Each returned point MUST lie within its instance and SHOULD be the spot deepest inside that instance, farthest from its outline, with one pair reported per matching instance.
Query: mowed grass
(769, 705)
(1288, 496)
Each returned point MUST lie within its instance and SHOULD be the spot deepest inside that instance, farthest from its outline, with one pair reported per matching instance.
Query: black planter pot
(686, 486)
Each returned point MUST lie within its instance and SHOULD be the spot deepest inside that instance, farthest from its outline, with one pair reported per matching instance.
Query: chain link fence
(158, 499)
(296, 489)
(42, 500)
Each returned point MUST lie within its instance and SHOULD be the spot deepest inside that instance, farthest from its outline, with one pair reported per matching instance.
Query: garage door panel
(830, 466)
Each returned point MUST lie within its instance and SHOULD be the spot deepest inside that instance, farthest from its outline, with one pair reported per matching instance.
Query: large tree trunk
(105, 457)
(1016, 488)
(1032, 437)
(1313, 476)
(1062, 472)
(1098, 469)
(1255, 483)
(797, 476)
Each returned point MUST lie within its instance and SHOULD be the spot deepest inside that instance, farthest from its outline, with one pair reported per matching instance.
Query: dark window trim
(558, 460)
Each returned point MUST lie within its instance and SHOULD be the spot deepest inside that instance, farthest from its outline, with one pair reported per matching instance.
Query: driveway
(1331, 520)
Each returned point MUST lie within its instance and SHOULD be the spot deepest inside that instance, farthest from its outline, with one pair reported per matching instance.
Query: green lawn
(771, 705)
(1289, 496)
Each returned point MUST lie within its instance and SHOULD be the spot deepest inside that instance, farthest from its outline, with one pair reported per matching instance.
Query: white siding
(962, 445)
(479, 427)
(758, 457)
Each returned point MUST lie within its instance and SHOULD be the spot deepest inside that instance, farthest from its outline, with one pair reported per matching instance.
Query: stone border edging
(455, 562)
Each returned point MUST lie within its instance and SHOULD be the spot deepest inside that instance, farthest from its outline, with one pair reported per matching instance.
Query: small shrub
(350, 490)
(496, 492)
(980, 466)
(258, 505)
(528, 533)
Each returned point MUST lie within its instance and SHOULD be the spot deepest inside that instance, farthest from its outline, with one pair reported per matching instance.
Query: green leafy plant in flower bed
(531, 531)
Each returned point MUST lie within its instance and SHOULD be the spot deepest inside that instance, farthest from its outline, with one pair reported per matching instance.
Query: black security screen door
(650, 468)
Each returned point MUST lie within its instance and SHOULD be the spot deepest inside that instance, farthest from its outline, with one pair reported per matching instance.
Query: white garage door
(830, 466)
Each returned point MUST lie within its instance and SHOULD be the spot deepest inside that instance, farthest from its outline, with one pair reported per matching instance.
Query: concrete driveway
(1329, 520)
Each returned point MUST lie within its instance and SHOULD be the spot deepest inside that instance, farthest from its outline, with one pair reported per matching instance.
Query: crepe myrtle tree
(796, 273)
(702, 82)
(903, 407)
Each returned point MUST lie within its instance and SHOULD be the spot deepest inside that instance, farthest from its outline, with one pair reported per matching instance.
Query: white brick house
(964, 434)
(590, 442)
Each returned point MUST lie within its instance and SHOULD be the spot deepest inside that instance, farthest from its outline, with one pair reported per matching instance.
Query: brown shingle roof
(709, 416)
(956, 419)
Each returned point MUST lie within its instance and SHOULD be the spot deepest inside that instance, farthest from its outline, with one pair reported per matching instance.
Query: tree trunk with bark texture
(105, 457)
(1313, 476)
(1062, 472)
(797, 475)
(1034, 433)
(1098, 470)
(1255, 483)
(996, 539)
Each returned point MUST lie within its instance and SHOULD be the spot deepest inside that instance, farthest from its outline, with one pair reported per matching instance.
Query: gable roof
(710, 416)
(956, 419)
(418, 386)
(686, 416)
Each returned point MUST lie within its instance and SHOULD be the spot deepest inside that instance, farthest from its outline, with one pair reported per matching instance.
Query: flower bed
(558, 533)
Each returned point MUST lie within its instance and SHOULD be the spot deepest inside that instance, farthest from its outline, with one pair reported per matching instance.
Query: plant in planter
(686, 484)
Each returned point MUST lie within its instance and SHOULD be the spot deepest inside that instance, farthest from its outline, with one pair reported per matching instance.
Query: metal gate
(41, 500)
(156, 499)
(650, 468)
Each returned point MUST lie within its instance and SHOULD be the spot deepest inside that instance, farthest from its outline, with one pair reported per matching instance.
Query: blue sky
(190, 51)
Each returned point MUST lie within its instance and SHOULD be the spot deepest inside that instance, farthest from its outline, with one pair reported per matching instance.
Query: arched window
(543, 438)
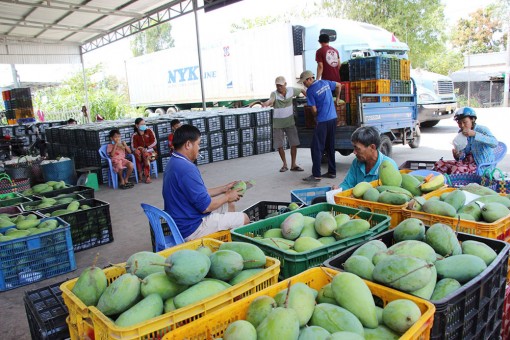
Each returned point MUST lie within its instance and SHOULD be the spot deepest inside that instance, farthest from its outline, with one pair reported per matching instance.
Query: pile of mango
(299, 233)
(154, 285)
(44, 187)
(396, 188)
(430, 265)
(342, 309)
(22, 226)
(489, 207)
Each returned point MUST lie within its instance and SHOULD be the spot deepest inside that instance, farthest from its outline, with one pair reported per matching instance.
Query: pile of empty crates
(226, 134)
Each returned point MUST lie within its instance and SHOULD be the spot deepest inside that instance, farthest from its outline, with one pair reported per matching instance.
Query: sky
(211, 25)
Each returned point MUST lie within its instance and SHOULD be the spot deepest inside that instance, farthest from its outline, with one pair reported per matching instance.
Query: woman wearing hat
(479, 149)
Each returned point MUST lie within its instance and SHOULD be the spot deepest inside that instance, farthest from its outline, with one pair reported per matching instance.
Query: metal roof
(58, 31)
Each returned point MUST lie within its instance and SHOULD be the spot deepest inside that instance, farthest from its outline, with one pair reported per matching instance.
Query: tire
(416, 140)
(386, 145)
(430, 123)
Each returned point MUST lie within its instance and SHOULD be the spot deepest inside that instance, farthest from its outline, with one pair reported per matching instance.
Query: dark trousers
(323, 140)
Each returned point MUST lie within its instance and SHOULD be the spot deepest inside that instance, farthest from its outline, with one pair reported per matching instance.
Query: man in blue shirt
(196, 210)
(319, 97)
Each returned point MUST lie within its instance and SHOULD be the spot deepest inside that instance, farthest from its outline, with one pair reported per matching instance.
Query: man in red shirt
(328, 61)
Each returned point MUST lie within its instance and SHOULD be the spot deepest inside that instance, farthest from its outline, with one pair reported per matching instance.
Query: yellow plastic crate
(214, 325)
(83, 317)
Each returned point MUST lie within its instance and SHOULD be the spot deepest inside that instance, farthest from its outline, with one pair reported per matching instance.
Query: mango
(456, 199)
(370, 248)
(359, 190)
(240, 329)
(225, 265)
(198, 292)
(313, 333)
(352, 228)
(259, 308)
(389, 175)
(90, 285)
(159, 283)
(414, 248)
(400, 315)
(437, 207)
(303, 244)
(335, 319)
(409, 229)
(483, 251)
(253, 257)
(404, 273)
(145, 263)
(462, 267)
(120, 295)
(353, 294)
(443, 239)
(292, 226)
(491, 212)
(150, 307)
(360, 266)
(444, 288)
(325, 223)
(280, 323)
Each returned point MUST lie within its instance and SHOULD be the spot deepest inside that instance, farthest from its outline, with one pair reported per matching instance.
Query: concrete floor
(131, 228)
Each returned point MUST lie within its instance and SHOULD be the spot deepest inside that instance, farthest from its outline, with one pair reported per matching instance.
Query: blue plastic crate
(307, 195)
(30, 259)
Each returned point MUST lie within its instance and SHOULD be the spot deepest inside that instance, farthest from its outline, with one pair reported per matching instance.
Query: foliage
(480, 33)
(153, 39)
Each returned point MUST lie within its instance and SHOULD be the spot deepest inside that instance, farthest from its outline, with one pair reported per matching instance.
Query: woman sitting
(143, 144)
(479, 149)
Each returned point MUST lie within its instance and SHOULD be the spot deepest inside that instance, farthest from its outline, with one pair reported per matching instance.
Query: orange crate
(83, 317)
(214, 325)
(381, 86)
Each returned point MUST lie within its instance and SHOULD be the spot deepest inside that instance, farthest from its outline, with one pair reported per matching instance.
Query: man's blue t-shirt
(358, 174)
(319, 95)
(185, 194)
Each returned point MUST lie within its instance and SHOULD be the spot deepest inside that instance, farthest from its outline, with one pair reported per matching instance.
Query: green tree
(482, 32)
(153, 39)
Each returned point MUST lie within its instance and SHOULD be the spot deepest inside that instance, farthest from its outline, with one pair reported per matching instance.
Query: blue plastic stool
(162, 242)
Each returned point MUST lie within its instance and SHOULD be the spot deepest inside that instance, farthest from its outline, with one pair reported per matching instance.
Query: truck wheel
(430, 123)
(386, 145)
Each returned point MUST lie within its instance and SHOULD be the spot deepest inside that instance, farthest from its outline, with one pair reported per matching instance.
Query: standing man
(328, 61)
(283, 121)
(319, 98)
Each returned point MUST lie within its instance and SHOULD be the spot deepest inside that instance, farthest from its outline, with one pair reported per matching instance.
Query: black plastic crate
(46, 313)
(247, 135)
(213, 123)
(89, 228)
(247, 149)
(262, 147)
(263, 133)
(473, 309)
(232, 137)
(229, 122)
(232, 151)
(244, 120)
(215, 139)
(218, 154)
(262, 209)
(204, 157)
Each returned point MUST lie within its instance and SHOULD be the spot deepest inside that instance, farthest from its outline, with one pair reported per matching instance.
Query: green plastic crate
(292, 264)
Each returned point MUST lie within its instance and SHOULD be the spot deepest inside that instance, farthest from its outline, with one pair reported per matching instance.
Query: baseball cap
(305, 75)
(280, 80)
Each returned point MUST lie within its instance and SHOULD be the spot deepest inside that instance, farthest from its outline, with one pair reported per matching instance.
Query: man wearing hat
(328, 60)
(319, 97)
(283, 121)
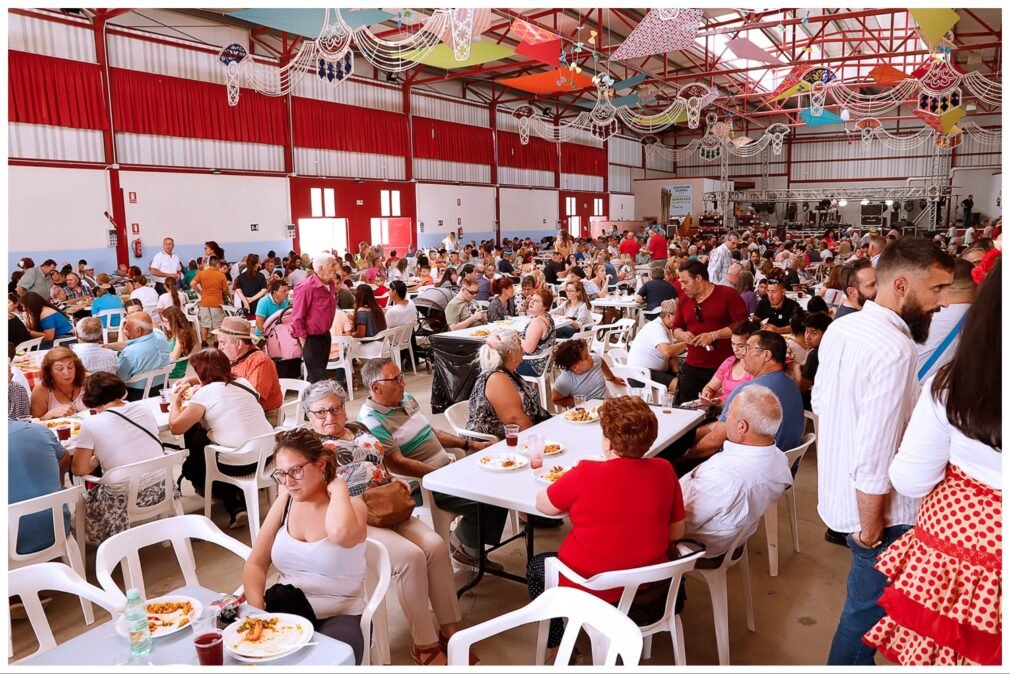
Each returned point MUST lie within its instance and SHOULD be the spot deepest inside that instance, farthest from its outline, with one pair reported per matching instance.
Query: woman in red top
(625, 510)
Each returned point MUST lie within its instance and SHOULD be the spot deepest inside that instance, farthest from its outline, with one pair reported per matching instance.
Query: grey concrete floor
(796, 612)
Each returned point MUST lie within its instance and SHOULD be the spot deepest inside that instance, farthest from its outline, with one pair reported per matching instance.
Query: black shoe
(837, 538)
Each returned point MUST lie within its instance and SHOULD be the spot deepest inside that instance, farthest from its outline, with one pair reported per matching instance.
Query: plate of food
(53, 424)
(503, 462)
(267, 637)
(582, 415)
(551, 448)
(550, 474)
(167, 615)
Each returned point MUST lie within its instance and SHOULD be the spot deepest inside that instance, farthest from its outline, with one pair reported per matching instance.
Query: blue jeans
(861, 612)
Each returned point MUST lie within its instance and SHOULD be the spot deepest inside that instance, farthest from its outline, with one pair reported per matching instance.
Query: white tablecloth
(516, 490)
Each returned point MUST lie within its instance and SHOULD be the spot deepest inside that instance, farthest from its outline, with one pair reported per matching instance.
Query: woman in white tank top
(314, 535)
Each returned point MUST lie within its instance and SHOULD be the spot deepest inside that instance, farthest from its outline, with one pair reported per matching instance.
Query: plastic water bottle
(136, 623)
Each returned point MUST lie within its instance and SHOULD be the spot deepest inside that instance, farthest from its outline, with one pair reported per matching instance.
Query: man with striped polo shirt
(413, 448)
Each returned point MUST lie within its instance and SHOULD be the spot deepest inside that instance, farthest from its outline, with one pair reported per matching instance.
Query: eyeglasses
(321, 413)
(295, 473)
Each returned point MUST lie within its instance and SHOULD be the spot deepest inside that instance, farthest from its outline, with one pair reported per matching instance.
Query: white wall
(56, 210)
(474, 206)
(193, 208)
(528, 210)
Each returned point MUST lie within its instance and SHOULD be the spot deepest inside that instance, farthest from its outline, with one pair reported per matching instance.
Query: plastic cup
(511, 435)
(208, 640)
(534, 444)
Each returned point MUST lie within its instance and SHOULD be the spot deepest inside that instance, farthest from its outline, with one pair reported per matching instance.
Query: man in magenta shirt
(312, 314)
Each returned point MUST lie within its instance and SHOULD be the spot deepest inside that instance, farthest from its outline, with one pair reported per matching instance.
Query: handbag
(388, 505)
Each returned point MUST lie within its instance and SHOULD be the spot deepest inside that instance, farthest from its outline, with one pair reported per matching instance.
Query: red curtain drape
(348, 127)
(59, 92)
(161, 105)
(450, 141)
(584, 160)
(538, 155)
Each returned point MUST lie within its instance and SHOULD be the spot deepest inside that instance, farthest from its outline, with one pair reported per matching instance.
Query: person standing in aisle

—————

Goal: Reproduce the lines verbatim from the start of the records through the line containing "(1331, 520)", including that line.

The solution:
Each returned point MUST lie within its instance and SHOULD be the spot deepest inside that instance, farthest from its outline, with one pair reported per matching instance.
Query: mowed grass
(769, 705)
(1288, 496)
Each returned point MUST lie within its instance and SHOULD be the spot deepest inside that instance, farthest from its outline, with one pair reported per matching instance.
Query: black planter pot
(686, 486)
Each returned point MUST lie within its instance and SHOULD be the spot deepest inside that instance, farthest from its outline, with one pair reported per matching instance.
Query: chain link fence
(158, 499)
(296, 489)
(42, 500)
Each returned point MUST lie within its instance and SHOULD be the spot deepest inside that instance, farthest from its outline, with one pair reported per matching instance.
Query: garage door panel
(830, 466)
Each returned point MUST lie within its instance and SHOULD be the spot deepest inside that instance, farthest from its outline, with one pair reported per matching instance.
Query: large tree trunk
(105, 457)
(1016, 488)
(1032, 437)
(1313, 476)
(1062, 472)
(1098, 469)
(1255, 483)
(797, 476)
Each returned point MUST lie within its instance and SHOULD be the spot deepest inside that instance, farthest from its outline, with one pair reported per matching instance.
Query: dark window trim
(558, 460)
Each returned point MUST lie within its instance and SHOULD be the spot deepest inside that instance, farthest from its outline, with one pair reported per matching instance.
Query: driveway
(1331, 520)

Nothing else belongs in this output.